## Exercise description
Write out every one of the following entries word for word, with no changes.

## Point annotation dataset entries
++++++++++++++++++++

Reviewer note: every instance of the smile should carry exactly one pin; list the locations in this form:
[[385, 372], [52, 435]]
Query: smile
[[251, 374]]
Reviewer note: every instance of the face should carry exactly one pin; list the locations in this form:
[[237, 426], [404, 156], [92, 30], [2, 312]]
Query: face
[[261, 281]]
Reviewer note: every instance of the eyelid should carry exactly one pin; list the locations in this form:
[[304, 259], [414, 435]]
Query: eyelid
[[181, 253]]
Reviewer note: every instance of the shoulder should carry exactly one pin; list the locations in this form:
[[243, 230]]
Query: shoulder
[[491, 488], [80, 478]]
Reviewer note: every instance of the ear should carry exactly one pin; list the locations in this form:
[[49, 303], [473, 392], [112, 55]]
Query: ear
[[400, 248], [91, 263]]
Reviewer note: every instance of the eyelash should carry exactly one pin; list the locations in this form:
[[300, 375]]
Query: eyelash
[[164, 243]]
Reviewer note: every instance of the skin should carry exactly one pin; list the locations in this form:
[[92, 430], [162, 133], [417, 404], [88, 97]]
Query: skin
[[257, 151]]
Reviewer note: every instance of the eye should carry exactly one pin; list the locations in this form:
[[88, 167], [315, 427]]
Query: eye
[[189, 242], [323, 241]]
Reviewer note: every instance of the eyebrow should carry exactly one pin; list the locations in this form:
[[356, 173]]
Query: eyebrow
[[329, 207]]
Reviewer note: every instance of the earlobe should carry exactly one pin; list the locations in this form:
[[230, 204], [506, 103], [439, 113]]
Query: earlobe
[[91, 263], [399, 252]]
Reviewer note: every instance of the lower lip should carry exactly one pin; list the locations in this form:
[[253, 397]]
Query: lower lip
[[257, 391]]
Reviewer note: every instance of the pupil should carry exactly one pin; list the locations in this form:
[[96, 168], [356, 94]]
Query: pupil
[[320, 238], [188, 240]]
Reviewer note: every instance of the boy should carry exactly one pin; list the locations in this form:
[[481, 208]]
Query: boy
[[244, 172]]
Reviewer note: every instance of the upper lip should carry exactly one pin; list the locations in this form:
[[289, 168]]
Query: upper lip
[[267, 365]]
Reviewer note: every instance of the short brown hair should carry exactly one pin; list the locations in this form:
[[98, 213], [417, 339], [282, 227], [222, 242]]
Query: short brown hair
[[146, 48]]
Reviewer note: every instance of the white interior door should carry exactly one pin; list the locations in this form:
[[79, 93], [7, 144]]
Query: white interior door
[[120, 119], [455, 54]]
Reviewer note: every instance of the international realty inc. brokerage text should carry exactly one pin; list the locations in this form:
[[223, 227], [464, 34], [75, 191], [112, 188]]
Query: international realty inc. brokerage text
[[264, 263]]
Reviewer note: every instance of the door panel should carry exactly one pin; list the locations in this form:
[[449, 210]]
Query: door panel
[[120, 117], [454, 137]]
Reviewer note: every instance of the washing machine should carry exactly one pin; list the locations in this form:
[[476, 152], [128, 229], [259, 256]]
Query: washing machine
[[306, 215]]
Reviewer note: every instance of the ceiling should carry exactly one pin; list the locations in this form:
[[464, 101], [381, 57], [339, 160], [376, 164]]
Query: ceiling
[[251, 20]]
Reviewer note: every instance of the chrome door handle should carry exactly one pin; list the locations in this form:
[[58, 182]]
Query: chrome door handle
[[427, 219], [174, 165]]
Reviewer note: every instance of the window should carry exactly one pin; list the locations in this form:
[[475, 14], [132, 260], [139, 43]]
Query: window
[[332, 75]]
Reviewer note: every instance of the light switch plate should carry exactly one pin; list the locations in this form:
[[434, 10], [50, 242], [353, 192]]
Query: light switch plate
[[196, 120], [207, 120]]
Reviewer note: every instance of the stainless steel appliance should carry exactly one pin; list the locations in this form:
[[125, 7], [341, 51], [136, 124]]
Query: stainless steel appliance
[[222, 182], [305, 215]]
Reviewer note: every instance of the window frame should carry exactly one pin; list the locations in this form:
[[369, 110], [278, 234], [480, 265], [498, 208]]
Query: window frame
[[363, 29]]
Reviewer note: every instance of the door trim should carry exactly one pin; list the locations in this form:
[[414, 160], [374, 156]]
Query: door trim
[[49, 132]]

++++++++++++++++++++

## Result of the exercise
Reviewer note: every instance of the smile should carry exactly one pin; list the locations in this form:
[[385, 372], [52, 435]]
Query: smile
[[251, 374]]
Reviewer note: every instance of the face should carry exactly one pin; list the locations in this form:
[[237, 426], [404, 156], [92, 30], [2, 312]]
Query: face
[[261, 281]]
Reviewer note: every instance of the eyelid should carry exactly one pin; list the locations in this form:
[[304, 259], [414, 435]]
Query: eyelid
[[181, 253]]
Reviewer note: every instance of the shoulder should carry exactly one pin; list the locations in this form:
[[243, 230]]
Query: shoulder
[[491, 488], [80, 478]]
Reviewer note: every instance of the ear should carry exactly one pin; list the locations in this form:
[[49, 303], [473, 392], [112, 55]]
Query: ear
[[400, 248], [91, 263]]
Reviewer note: every instance of the eyelash should carry exactly one pin; list the locations in this form:
[[300, 375]]
Query: eyelash
[[164, 243]]
Reviewer note: every instance of the skin should carry exactly one pin; list the locations in this form:
[[92, 430], [162, 133], [417, 404], [88, 97]]
Query: skin
[[257, 151]]
Reviewer note: every instance of the eye should carry exactly one pin; list the locations in this form:
[[88, 167], [315, 427]]
Query: eye
[[189, 242], [323, 241]]
Reviewer note: every instance of the eyebrow should carry exactly one pin; list the locations in this form:
[[356, 173]]
Query: eyebrow
[[329, 207]]
Reviewer note: every instance of the earlobe should carry exactly one pin; list the locations in this form:
[[230, 204], [506, 103], [439, 113]]
Query: earlobe
[[91, 263], [399, 252]]
Reviewer note: every instance of the lower lip should carry exactly one pin; list the locations in this form:
[[253, 397]]
Query: lower lip
[[257, 391]]
Reviewer note: every instance of the pupil should carry exactly one pin; list the locations in this form:
[[96, 168], [356, 94]]
Query: pupil
[[320, 238], [188, 240]]
Reviewer note: every instance of the boy should carry exactly one pin; list the locations in this form:
[[481, 208]]
Query: boy
[[244, 172]]
Reviewer note: every instance of the upper lip should carry exactly one pin; list the locations in this form:
[[289, 168]]
Query: upper lip
[[267, 365]]
Reviewer note: every instance of the short brown hair should carry exactly one pin; list the locations in this form:
[[98, 213], [417, 339], [282, 227], [222, 242]]
Query: short brown hair
[[146, 48]]
Reviewer note: every instance of the white interior door should carry exactly one pin; list the locations in this form:
[[79, 93], [7, 144]]
Query: white interior door
[[120, 119], [455, 54]]
Reviewer note: every instance of the international realty inc. brokerage text should carry exactly one pin; list the locations in this form:
[[223, 227], [464, 34], [75, 191], [112, 188]]
Query: international realty inc. brokerage text
[[264, 263]]
Reviewer note: every instance of the door panel should carry exactly one pin; list the locations in this form:
[[449, 210]]
Query: door panel
[[120, 117], [454, 137]]
Reviewer note: every instance of the washing machine should carry exactly one pin; list the locations in this form:
[[476, 152], [128, 229], [259, 256]]
Query: washing machine
[[306, 215]]
Reviewer note: every instance of the ceiling should carry exactly one pin; list the locations in this form:
[[464, 101], [381, 57], [339, 160], [376, 164]]
Query: ceiling
[[251, 20]]
Reviewer note: every instance of the chrome door handle should carry exactly one pin; list the locations in this form:
[[58, 182]]
Query: chrome door handle
[[427, 219], [174, 165]]
Reviewer note: every instance of the window should carry exactly one pin; list the locations in this form:
[[475, 14], [132, 260], [139, 43]]
Query: window
[[332, 75]]
Reviewer note: every instance of the light switch plate should carry exactly one pin; list the locations in this form:
[[434, 10], [50, 242], [353, 192]]
Query: light switch plate
[[196, 120], [207, 120]]
Reviewer note: every instance of the stainless steel appliance should carry exactly one pin; list the locations in this form:
[[125, 7], [341, 51], [136, 124]]
Query: stainless steel appliance
[[222, 182], [305, 215]]
Reviewer note: every instance of the window frame should carry exactly one pin; list the locations in this form:
[[369, 110], [278, 234], [480, 265], [498, 208]]
Query: window frame
[[363, 29]]
Reviewer note: every instance of the door trim should carry exactly one pin; list the locations in this form:
[[414, 160], [374, 156]]
Query: door trim
[[49, 132]]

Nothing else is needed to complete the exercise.